#### Texte source
Suzanne Santos est réceptionniste chez Dennis Paphitis, un coiffeur de Melbourne, à l'époque où il se lance dans la fabrication de sa ligne de produits capillaires naturels. 32 ans plus tard, Aesop a conquis le monde.
Depuis, elle en est devenue l'ambassadrice et la muse. Nous l'avons rencontrée la veille de l'ouverture de la première boutique de la marque en Belgique. "J 'ai horreur des interviews. Et Dennis, le fondateur d'Aesop, les déteste encore plus", m'avoue Suzanne Santos au bout de près de trois heures d'interview. Je la remercie d'autant plus sincèrement que l'Australienne est rarement en Europe, et encore moins avec un agenda "light".
Aesop est le produit d'exportation beauty le plus important d'Australie depuis Helena Rubinstein. Pourtant, le profil de la première ne saurait être plus éloigné de celui de seconde: autant l'une était extravagante, impulsive et impatiente, autant l'autre est réservée, en bonne gardienne de l'image et ambassadrice mondiale de la marque depuis le premier jour, en 1987. Quand elle parle, elle s'exprime posément, avec des phrases érudites et la plus grande discrétion, à l'image d'Aesop.
Notre rencontre, dans le magasin Aesop de Copenhague, ne commence pas par des mots, mais par un contact prolongé, ce qu'elle appelle "An invitation to a conversation". Sans blabla, elle prend ma main gauche et la masse avec différents produits de la marque australienne. Ce rituel intime se déroule près du lavabo, qui occupe une place centrale dans chacune des 220 boutiques à travers le monde. Et, à partir de la semaine prochaine, ce "sanctuaire" sera aussi à Anvers, où la première boutique de Belgique ouvrira ses portes.
Dentifrice au wasabi
Si Suzanne Santos me prend la main, ce n'est pas seulement pour me faire découvrir le produit le plus célèbre, le gel lavant pour les mains: Aesop, c'est bien plus que ça. Même les termes 'skincare brand' ou 'beauty label' ne couvrent pas le concept de la marque. Un coup d'oeil sur les rayons parfaitement agencés révèle l'étendue de la gamme: des senteurs pour la maison, des bains de bouche et des dentifrices (argousier, cardamone ou wasabi), du shampooing pour animaux et même des 'Gouttes Anti-Odeurs de Merde' (oui, c'est leur nom!), pour rafraîchir la cuvette après une grosse commission.
########
#### Données de la tâche
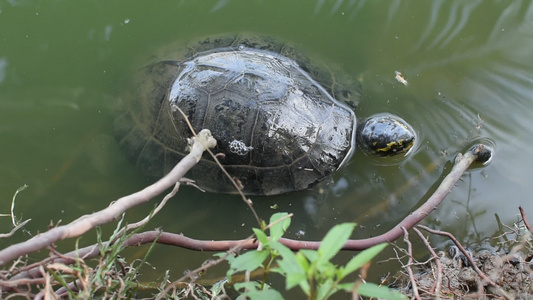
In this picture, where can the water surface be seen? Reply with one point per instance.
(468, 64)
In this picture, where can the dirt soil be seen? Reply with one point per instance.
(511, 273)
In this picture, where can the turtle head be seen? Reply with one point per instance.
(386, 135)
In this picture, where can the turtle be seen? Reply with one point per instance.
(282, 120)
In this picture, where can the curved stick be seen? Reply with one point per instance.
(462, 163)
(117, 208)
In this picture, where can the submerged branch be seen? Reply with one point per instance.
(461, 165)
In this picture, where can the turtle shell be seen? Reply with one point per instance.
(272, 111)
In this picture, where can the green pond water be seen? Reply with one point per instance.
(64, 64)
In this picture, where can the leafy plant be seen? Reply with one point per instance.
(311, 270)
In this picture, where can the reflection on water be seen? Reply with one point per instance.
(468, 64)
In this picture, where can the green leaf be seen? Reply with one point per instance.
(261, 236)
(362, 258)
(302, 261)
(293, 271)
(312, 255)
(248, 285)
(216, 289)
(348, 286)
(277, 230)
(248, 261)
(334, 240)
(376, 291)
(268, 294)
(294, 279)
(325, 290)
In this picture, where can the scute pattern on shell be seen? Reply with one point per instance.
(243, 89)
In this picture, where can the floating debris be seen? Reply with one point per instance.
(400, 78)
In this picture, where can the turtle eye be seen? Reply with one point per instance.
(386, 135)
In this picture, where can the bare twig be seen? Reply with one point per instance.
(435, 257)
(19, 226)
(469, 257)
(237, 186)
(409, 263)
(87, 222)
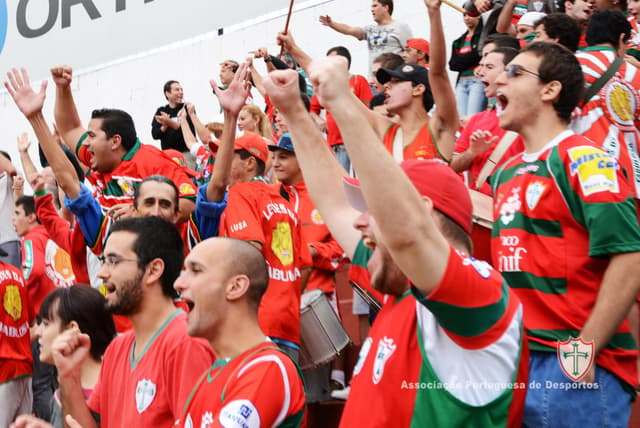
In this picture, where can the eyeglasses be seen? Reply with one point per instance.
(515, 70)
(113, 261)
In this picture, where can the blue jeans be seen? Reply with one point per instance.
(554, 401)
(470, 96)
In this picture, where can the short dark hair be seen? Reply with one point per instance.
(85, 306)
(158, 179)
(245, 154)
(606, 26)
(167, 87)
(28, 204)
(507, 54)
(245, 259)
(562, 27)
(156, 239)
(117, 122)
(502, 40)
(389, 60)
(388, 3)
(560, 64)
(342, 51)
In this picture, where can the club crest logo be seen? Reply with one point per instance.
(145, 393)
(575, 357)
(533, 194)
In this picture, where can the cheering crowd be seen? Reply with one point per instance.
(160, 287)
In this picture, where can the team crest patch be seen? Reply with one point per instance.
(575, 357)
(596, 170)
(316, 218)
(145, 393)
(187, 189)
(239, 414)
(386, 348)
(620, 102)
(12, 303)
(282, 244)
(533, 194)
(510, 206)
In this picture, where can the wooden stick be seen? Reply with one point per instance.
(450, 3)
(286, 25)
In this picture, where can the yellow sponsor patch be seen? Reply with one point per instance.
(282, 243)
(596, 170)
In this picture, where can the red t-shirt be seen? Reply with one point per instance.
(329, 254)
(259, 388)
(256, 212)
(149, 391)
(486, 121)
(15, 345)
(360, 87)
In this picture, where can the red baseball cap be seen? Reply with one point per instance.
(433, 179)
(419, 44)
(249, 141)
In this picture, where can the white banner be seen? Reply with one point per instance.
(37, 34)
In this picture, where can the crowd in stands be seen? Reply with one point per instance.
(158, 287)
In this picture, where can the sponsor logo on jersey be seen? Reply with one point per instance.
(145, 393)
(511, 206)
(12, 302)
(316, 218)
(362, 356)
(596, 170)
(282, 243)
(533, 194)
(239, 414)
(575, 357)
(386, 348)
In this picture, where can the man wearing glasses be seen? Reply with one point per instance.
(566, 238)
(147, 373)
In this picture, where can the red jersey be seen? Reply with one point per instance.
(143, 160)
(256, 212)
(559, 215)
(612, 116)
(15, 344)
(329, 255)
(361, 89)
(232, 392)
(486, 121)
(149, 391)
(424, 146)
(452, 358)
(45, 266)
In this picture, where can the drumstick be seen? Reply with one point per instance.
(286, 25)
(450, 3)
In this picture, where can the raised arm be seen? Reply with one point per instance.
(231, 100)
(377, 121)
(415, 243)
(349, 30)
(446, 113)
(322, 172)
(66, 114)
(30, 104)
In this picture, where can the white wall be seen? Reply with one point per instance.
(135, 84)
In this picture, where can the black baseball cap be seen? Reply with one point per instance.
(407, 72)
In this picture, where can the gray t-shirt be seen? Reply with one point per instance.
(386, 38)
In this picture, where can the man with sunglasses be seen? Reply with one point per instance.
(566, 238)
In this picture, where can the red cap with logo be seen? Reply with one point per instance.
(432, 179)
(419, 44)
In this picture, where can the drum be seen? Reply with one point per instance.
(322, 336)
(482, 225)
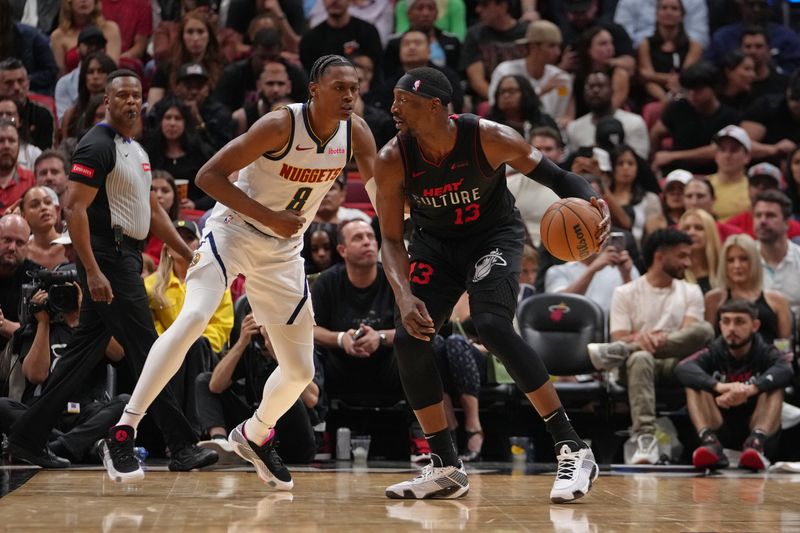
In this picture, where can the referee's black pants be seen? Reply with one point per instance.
########
# [Série de tâches]
[A] Recopiez à l'identique l'article sur Aesop, de "Dentifrice au wasabi" à "une grosse commission.".
[B] Combien de lignes des enregistrements contiennent la chaîne "crowd" ? La casse compte ; donnez seulement le nombre.

# [Liste des solutions]
[A]
Dentifrice au wasabi
Si Suzanne Santos me prend la main, ce n'est pas seulement pour me faire découvrir le produit le plus célèbre, le gel lavant pour les mains: Aesop, c'est bien plus que ça. Même les termes 'skincare brand' ou 'beauty label' ne couvrent pas le concept de la marque. Un coup d'oeil sur les rayons parfaitement agencés révèle l'étendue de la gamme: des senteurs pour la maison, des bains de bouche et des dentifrices (argousier, cardamone ou wasabi), du shampooing pour animaux et même des 'Gouttes Anti-Odeurs de Merde' (oui, c'est leur nom!), pour rafraîchir la cuvette après une grosse commission.

[B] 2